SOURCE PASSAGE:

Tuesday, September 24, 2024

When Nature Heals: The Balance Between Love and Letting Go


The Weight of Love: Balancing Compassion, Nature, and Time in the Swiss Alps

Sitting in the stillness of the Swiss Alps, I am overcome by a feeling I can’t quite place. It’s a deep, aching love for the world, one that sometimes feels too heavy to carry. Lately, I’ve been asking myself: Is it possible to have too much love to give? I often feel as if my heart is overflowing, but this same love comes with a burden—of feeling powerless in a world that trends toward violence, misunderstanding, and destruction.

It’s a strange paradox. I am called to peace, to gentleness, but the more I connect with this love, the more I feel the weight of the world pressing down. The tenderness I feel for every living thing—whether it’s the birds flying overhead or the smallest insect—sometimes leaves me overwhelmed, almost paralyzed by compassion. It’s as though I’m carrying the sorrows of the earth, and I wonder how long I can bear the emotional weight of it.

Solitude vs. Being Surrounded

As I sit here in the quiet of the mountains, I can’t help but notice how solitude feels less overwhelming than being surrounded by others. In the past, I sought distractions from my thoughts, as if escaping them could somehow quiet the weight they carried. But now, in this stillness, I’m learning to confront them instead of fleeing. Here, the silence is my company, and I find a strange peace in it. When I’m alone, I’m free to roam through my own thoughts without resistance. In contrast, being around people often brings noise—both external and internal—that clouds this clarity. Perhaps, here in this solitude, I can embrace the wandering of my thoughts and allow them to settle where they need to.

Nature as a Model for Acceptance

And yet, in these mountains, I find a different kind of peace—one that exists without the need to fix or change anything. Nature here is neutral. It doesn’t resist, doesn’t judge; it simply is. The predator hunts its prey, not with cruelty, but out of necessity. The trees sway, the rivers flow, and the mountains stand firm, unmoved by the turmoil of the human world. Everything here has its place, and there’s a harmony even in the harshness of survival.

Watching this balance unfold, I’m reminded that maybe I don’t need to carry all of the world’s burdens. Nature teaches acceptance—not resignation, but a kind of peaceful surrender to what is. The struggles, the love, the sorrow—they are all part of life’s cycle. Maybe the key isn’t to push against my sensitivity but to accept it, just as nature accepts both life and death, peace and survival. It’s not about avoiding the harsh realities but about finding serenity within them.

Saved entries:
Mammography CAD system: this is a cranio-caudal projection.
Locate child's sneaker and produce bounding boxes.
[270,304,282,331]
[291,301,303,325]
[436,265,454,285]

PARTS OF THE EXERCISE:
A) According to the Swiss Alps essay, why does the predator hunt its prey?
B) Duplicate the passage of the Swiss Alps essay starting at "Tuesday, September 24, 2024" and ending at "misunderstanding, and destruction.".
C) Pick up the Swiss Alps essay on love and letting go where it stops, and keep writing it.

ANSWER LIST:
A) It hunts out of necessity, not with cruelty.

B)
Tuesday, September 24, 2024

When Nature Heals: The Balance Between Love and Letting Go


The Weight of Love: Balancing Compassion, Nature, and Time in the Swiss Alps

Sitting in the stillness of the Swiss Alps, I am overcome by a feeling I can’t quite place. It’s a deep, aching love for the world, one that sometimes feels too heavy to carry. Lately, I’ve been asking myself: Is it possible to have too much love to give? I often feel as if my heart is overflowing, but this same love comes with a burden—of feeling powerless in a world that trends toward violence, misunderstanding, and destruction.

C)
The Weight of Love for the Earth

As I stand here, breathing in the crisp mountain air and feeling the grass beneath my feet, I can’t help but feel a deep sadness. This earth—so beautiful, so perfect in its natural harmony—is in crisis. Every time I look at these mountains or inhale the fresh air, a part of me grieves for what I know is happening beyond this serene landscape. The rapidly changing environment weighs heavy on my heart, and I feel a sense of urgency to experience its beauty before it’s lost to human carelessness.


Beyond the landscape, my connection to nature runs deeper, to the animals who seem to find me no matter where I am. Whether it’s a stray dog running to greet me with kisses, or cows on a mountainside that approach me as if drawn to some silent understanding, there is an unspoken bond. I don’t know why it happens, but it fills me with joy—this connection, this recognition between myself and the creatures around me. It’s as if they sense the love I carry for them, and in their simple presence, they offer me the kind of peace and acceptance I’ve long sought from the human world.

I wonder if it’s this purity, this ability to give and receive love without judgment, that allows these animals to approach me without fear. They remind me that there is still so much beauty in the world, even as it’s slipping away. The thought that these moments of connection—this shared space of trust—could disappear as the earth changes, is heartbreaking. I feel powerless to stop the destruction, but in these moments, with the animals by my side, I remember why I must continue to love and protect this world, even when it feels too overwhelming.

Reflecting on Time and Mortality

As I sit with the weight of these thoughts, I am reminded of something even larger—time itself. In the presence of these ancient mountains, I’m forced to confront my own fleeting existence. These peaks have stood here for millennia, watching empires rise and fall, witnessing human lives pass by in the blink of an eye. Nature moves slowly, in its own time, unaffected by the rush of human existence. And it’s this timelessness that forces me to consider the limits of my own life—the limits of the time I have to love, to experience, to protect.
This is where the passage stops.